THE DATA
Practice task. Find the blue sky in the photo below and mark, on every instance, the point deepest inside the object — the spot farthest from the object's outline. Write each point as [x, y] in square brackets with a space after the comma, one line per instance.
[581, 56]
...
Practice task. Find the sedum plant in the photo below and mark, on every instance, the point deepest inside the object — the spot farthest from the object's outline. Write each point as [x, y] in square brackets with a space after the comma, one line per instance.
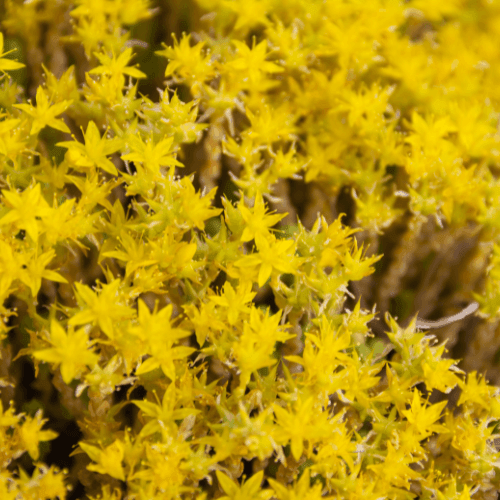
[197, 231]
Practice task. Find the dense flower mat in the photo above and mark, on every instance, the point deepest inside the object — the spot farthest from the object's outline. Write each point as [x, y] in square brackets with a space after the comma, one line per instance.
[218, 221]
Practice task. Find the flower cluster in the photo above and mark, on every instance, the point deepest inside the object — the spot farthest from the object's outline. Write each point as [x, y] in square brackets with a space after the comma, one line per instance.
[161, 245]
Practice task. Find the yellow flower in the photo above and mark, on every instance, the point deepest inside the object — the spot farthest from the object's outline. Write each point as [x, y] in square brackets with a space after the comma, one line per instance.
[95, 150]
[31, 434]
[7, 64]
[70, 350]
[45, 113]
--
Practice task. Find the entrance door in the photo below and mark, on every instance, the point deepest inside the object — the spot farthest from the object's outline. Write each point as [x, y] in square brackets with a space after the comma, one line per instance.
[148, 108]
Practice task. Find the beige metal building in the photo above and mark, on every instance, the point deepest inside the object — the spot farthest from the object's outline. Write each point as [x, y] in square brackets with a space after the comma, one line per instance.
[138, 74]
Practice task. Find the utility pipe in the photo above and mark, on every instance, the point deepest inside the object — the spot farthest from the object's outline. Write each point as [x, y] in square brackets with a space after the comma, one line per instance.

WHAT IS ASKED
Please find each line in the listing above that contains the string "yellow", with case counting, and copy those lines out in full.

EXPECTED OUTPUT
Practice task. Find the yellow flower in the photo above and mark, on every instance, the point deepest inside the object — the spot farthest from the object's outline. Write each point as [x, y] in square brackets with a space after the comma, one line per instance.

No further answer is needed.